_ФРАГМЕНТ СТРАНИЦЫ_
- - -

Я всегда утверждал, что Москва – это большая деревня, где все друг друга знают. По крайней мере так сложилась моя жизнь, что мне довелось пересечься, а порой даже пообщаться, с некоторыми знаковыми людьми нашей современности. О трех таких эпизодах своей жизни я прямо сейчас и расскажу.
Не уверен, что нынешняя молодежь знает этого выдающегося спортсмена; а речь идет о Всеволоде Михайловиче Боброве. В 40–50-е годы ушедшего столетия он выступал как в качестве футболиста, так и в качестве хоккеиста на чемпионатах страны и на международной арене. Причем и в футболе, и в хоккее был блестящим игроком, выступая за ЦДКА (предтеча нынешнего ЦСКА), ВВС и сборную страны. В составе клубов становился неоднократным чемпионом СССР, а играя за хоккейную сборную, завоевывал медали чемпионата мира и Олимпийских игр. О В. М. Боброве написаны статьи, книги, сняты фильмы, из которых мне особенно запомнился один – «Мой лучший друг генерал Василий, сын Иосифа». И мне посчастливилось как-то повстречаться с этим замечательным человеком.

- - -

_ПОКАЗАННЫЕ СТРОКИ_
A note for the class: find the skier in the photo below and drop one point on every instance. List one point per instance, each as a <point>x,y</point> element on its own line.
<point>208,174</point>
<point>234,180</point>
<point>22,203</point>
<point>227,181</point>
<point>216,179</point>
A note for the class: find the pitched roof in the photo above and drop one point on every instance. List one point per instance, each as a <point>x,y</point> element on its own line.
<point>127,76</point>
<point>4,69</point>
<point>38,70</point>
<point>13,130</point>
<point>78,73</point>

- - -

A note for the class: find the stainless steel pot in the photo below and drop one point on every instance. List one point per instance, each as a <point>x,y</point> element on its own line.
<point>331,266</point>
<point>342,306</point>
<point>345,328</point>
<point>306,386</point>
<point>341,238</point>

- - -

_ЗАДАНИЯ_
(a) Перепишите без изменений отрывок из текста о встречах с известными людьми, начиная со слов «Не уверен, что» и заканчивая словами «этим замечательным человеком.».
(b) Продолжите текст о встречах с известными людьми с того места, на котором он заканчивается.

_ОТВЕТЫ К ЗАДАНИЯМ_
(a)
Не уверен, что нынешняя молодежь знает этого выдающегося спортсмена; а речь идет о Всеволоде Михайловиче Боброве. В 40–50-е годы ушедшего столетия он выступал как в качестве футболиста, так и в качестве хоккеиста на чемпионатах страны и на международной арене. Причем и в футболе, и в хоккее был блестящим игроком, выступая за ЦДКА (предтеча нынешнего ЦСКА), ВВС и сборную страны. В составе клубов становился неоднократным чемпионом СССР, а играя за хоккейную сборную, завоевывал медали чемпионата мира и Олимпийских игр. О В. М. Боброве написаны статьи, книги, сняты фильмы, из которых мне особенно запомнился один – «Мой лучший друг генерал Василий, сын Иосифа». И мне посчастливилось как-то повстречаться с этим замечательным человеком.

(b)
Сейчас уже довольно трудно расставить временные вешки, однако сдается мне, что был тогда конец 1966-го года. И я, восьмилетний мальчик, отправился с отцом во дворец спорта «Лужники» на матч хоккейного чемпионата страны «Спартак» – «Торпедо» (Горький). Ранней весной этого года в Югославии состоялся чемпионат мира, где наши доблестные хоккеисты в очередной раз стали победителями. И в том матче, который мы с папой смотрели с лужниковских трибун, на площадке выступали игроки, защищавшие честь Советского Союза на недавнем мировом первенстве: это неизменный в то время вратарь сборной горьковчанин Виктор Коноваленко и легендарные спартаковские нападающие Вячеслав Старшинов и Борис Майоров. А до матча отец успел заглянуть в буфет, далее в двух перерывах он развил этот свой успех, так что к концу игры он стал вполне одухотворенным, более того, включилась его деятельная натура. Да к тому же любимый «Спартак» просто разнес торпедовцев (кажется, я ничего не путаю). В общем, наше настроение было весьма благодушным. И папе пришла на ум одна идея. Он покопался в имеющемся при нем портфеле и достал недавно вышедшую в «Союзпечати» открытку, посвященную победе наших хоккеистов в чемпионате мира – 1966. «Пойдем, встретим ребят, когда они будут выходить из раздевалки к автобусу, и возьмем автографы», – изрек отец. После короткого совещания мы решили, что нашу открытку должны украсить подписи дяди Бори (Майорова) и дяди Славы (Старшинова).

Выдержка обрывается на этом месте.